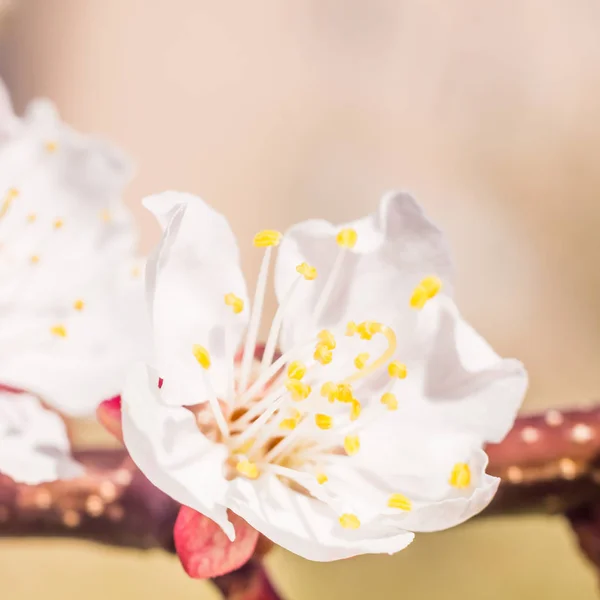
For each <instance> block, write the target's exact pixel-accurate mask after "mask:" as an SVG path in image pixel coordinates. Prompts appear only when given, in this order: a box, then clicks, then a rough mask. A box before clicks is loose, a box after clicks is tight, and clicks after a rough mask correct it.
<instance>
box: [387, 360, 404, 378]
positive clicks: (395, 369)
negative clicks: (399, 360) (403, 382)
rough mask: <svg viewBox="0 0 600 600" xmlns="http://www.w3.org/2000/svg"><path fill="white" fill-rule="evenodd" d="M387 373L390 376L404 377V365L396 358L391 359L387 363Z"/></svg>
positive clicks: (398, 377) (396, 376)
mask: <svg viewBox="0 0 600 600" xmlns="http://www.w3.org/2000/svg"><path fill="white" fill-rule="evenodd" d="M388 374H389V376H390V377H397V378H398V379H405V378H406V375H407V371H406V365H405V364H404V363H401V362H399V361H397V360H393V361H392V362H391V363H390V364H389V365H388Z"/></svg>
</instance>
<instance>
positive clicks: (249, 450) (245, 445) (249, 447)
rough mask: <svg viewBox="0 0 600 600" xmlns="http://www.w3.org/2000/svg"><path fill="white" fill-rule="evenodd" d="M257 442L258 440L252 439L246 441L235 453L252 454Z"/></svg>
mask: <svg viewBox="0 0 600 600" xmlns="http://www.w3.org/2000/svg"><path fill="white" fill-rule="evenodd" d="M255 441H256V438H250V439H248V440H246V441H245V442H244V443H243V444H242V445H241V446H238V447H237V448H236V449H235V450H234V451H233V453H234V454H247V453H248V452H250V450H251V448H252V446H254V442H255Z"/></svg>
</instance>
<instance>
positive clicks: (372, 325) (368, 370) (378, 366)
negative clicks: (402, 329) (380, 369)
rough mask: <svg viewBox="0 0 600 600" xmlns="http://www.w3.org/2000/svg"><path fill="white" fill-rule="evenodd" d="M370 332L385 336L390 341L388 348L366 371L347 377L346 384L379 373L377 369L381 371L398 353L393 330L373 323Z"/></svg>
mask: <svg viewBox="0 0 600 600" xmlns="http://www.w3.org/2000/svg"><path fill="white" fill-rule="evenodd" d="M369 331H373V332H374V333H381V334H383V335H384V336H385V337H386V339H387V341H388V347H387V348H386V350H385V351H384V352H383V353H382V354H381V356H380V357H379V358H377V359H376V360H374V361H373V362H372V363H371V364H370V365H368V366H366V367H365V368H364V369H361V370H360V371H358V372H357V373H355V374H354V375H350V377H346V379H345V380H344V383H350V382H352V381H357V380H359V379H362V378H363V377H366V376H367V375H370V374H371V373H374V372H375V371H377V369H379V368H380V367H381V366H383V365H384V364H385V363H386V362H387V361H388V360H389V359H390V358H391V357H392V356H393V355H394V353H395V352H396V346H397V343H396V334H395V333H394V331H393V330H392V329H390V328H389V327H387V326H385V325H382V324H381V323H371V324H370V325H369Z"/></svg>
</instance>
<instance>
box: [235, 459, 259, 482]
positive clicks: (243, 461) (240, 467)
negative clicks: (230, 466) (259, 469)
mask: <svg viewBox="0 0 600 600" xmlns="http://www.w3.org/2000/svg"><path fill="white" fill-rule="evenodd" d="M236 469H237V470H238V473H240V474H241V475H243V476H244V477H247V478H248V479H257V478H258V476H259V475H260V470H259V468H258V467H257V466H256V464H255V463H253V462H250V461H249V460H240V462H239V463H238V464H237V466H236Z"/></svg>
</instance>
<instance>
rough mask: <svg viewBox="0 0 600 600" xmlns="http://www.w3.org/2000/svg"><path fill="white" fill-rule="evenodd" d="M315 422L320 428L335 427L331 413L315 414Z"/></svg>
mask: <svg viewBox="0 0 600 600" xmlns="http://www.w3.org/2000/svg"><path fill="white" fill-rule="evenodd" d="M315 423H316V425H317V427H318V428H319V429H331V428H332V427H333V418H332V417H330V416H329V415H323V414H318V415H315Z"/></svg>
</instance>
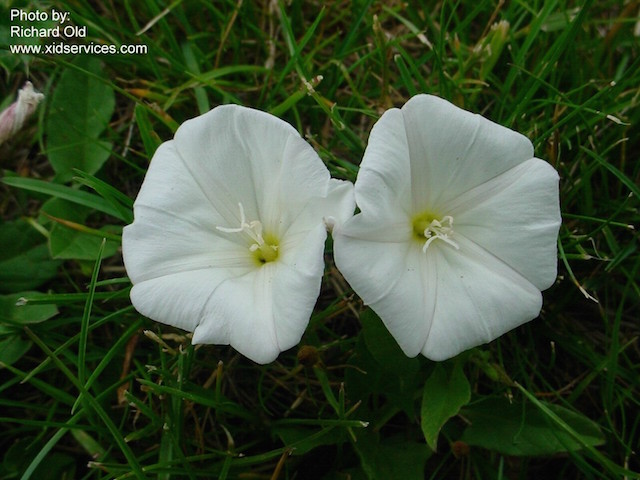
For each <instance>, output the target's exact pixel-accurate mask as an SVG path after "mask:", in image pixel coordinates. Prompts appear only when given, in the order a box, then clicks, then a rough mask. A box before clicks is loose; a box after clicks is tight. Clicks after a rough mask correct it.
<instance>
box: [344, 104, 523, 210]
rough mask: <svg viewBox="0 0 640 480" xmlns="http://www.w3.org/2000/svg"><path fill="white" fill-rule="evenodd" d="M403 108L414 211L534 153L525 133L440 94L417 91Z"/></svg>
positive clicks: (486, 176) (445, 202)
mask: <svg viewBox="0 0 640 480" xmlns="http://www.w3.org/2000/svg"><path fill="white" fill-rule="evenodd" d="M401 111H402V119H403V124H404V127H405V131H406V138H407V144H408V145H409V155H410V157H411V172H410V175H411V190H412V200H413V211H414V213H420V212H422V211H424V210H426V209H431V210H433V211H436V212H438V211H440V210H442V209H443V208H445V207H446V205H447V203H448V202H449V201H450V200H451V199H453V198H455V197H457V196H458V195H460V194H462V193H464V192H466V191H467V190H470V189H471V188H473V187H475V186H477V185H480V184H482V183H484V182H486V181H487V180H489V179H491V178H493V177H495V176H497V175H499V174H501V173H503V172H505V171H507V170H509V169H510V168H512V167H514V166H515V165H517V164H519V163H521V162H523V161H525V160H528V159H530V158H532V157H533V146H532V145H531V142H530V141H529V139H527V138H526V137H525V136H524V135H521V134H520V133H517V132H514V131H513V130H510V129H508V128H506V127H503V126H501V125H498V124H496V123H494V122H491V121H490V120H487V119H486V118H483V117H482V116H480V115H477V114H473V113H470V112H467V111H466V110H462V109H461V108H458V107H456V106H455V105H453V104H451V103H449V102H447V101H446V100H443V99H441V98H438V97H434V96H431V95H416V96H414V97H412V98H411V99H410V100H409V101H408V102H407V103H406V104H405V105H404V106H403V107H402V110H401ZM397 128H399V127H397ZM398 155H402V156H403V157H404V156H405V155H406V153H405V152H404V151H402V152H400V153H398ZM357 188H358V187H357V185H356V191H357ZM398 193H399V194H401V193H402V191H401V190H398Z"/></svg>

* [Activity]:
Copy out each line of the data exactly as it reads; skip the pictures.

* [Worked solution]:
For each <instance> block, write the target's exact pixel-accurate mask after "mask:" as an SVG path in image pixel coordinates. Prompts appear only when given, in this order: a box, then clicks, then a rough mask. A box before clicks is loose, a box after clicks is tight, and clicks after a rough mask correct it.
<instance>
box: [387, 360, 404, 378]
positive clicks: (395, 369)
negative clicks: (399, 360) (403, 382)
rough mask: <svg viewBox="0 0 600 600" xmlns="http://www.w3.org/2000/svg"><path fill="white" fill-rule="evenodd" d="M387 373L390 376L404 377V365L396 358L391 359L387 363Z"/></svg>
positive clicks: (398, 377) (396, 376)
mask: <svg viewBox="0 0 600 600" xmlns="http://www.w3.org/2000/svg"><path fill="white" fill-rule="evenodd" d="M388 374H389V376H390V377H397V378H398V379H405V378H406V375H407V371H406V365H405V364H404V363H401V362H399V361H397V360H393V361H392V362H391V363H390V364H389V365H388Z"/></svg>
</instance>
<instance>
positive clicks: (249, 450) (245, 445) (249, 447)
rough mask: <svg viewBox="0 0 600 600" xmlns="http://www.w3.org/2000/svg"><path fill="white" fill-rule="evenodd" d="M257 442L258 440L252 439L246 441L235 453L252 454Z"/></svg>
mask: <svg viewBox="0 0 600 600" xmlns="http://www.w3.org/2000/svg"><path fill="white" fill-rule="evenodd" d="M255 441H256V438H250V439H248V440H246V441H245V442H244V443H243V444H242V445H241V446H238V447H237V448H236V449H235V450H234V451H233V453H234V454H247V453H248V452H250V450H251V448H252V446H254V442H255Z"/></svg>
</instance>
<instance>
positive clicks: (372, 325) (368, 370) (378, 366)
negative clicks: (402, 329) (380, 369)
rough mask: <svg viewBox="0 0 600 600" xmlns="http://www.w3.org/2000/svg"><path fill="white" fill-rule="evenodd" d="M370 332L385 336L390 341L388 348L366 371L347 377L346 384L379 373L377 369L381 371L398 353L393 330L373 323Z"/></svg>
mask: <svg viewBox="0 0 600 600" xmlns="http://www.w3.org/2000/svg"><path fill="white" fill-rule="evenodd" d="M369 331H373V332H374V333H381V334H383V335H384V336H385V337H386V339H387V341H388V347H387V348H386V350H385V351H384V352H383V353H382V354H381V356H380V357H379V358H377V359H376V360H374V361H373V362H372V363H371V364H370V365H368V366H366V367H365V368H364V369H361V370H360V371H358V372H357V373H355V374H354V375H350V377H346V379H345V380H344V383H350V382H352V381H357V380H359V379H362V378H363V377H366V376H367V375H370V374H371V373H374V372H375V371H377V369H379V368H380V367H381V366H383V365H384V364H385V363H386V362H387V361H388V360H389V359H390V358H391V357H392V356H393V355H394V353H395V352H396V346H397V343H396V334H395V333H394V331H393V330H392V329H390V328H389V327H387V326H385V325H382V324H381V323H371V324H370V325H369Z"/></svg>
</instance>
<instance>
box: [235, 459, 259, 482]
positive clicks: (243, 461) (240, 467)
negative clicks: (230, 466) (259, 469)
mask: <svg viewBox="0 0 600 600" xmlns="http://www.w3.org/2000/svg"><path fill="white" fill-rule="evenodd" d="M236 469H237V470H238V473H240V474H241V475H243V476H244V477H247V478H248V479H257V478H258V476H259V475H260V470H259V468H258V467H257V466H256V464H255V463H253V462H250V461H249V460H240V462H239V463H238V464H237V466H236Z"/></svg>
</instance>
<instance>
rough mask: <svg viewBox="0 0 600 600" xmlns="http://www.w3.org/2000/svg"><path fill="white" fill-rule="evenodd" d="M315 422L320 428L335 427L331 413L315 414Z"/></svg>
mask: <svg viewBox="0 0 600 600" xmlns="http://www.w3.org/2000/svg"><path fill="white" fill-rule="evenodd" d="M315 423H316V425H317V427H318V428H319V429H331V428H332V427H333V418H332V417H330V416H329V415H323V414H318V415H315Z"/></svg>
</instance>
For each <instance>, output the target's exact pixel-accurate mask as an SVG path after "mask:", in image pixel coordinates. Prompts appear only when given, in the order a box, then clicks, then a rough mask. A box before clicks is loose; a box after clicks is tight. Clicks after a rough mask correct it.
<instance>
box: [344, 104, 523, 210]
rough mask: <svg viewBox="0 0 640 480" xmlns="http://www.w3.org/2000/svg"><path fill="white" fill-rule="evenodd" d="M403 108L414 211L534 153L525 133L440 94L417 91Z"/></svg>
positive clicks: (486, 176) (445, 202)
mask: <svg viewBox="0 0 640 480" xmlns="http://www.w3.org/2000/svg"><path fill="white" fill-rule="evenodd" d="M401 111H402V119H403V124H404V127H405V131H406V138H407V144H408V145H409V155H410V157H411V172H410V175H411V190H412V200H413V211H414V213H420V212H422V211H424V210H426V209H431V210H433V211H436V212H438V211H440V210H442V209H443V208H445V207H446V205H447V203H448V202H449V201H450V200H451V199H453V198H455V197H457V196H458V195H460V194H462V193H464V192H466V191H467V190H470V189H471V188H473V187H475V186H477V185H480V184H482V183H484V182H486V181H487V180H489V179H491V178H493V177H495V176H497V175H499V174H501V173H503V172H505V171H507V170H509V169H510V168H512V167H514V166H515V165H517V164H519V163H521V162H523V161H525V160H528V159H530V158H532V157H533V146H532V145H531V142H530V141H529V139H527V138H526V137H525V136H524V135H521V134H520V133H517V132H514V131H513V130H510V129H508V128H506V127H503V126H501V125H498V124H496V123H494V122H491V121H490V120H487V119H486V118H483V117H482V116H480V115H477V114H473V113H470V112H467V111H466V110H462V109H461V108H458V107H456V106H455V105H453V104H451V103H449V102H447V101H446V100H443V99H441V98H438V97H434V96H431V95H416V96H414V97H412V98H411V99H410V100H409V101H408V102H407V103H406V104H405V105H404V106H403V107H402V110H401ZM397 128H399V127H397ZM398 155H402V156H403V157H404V156H405V155H406V153H405V152H404V151H402V152H400V153H398ZM357 188H358V187H357V185H356V191H357ZM398 193H399V194H401V193H402V191H401V190H398Z"/></svg>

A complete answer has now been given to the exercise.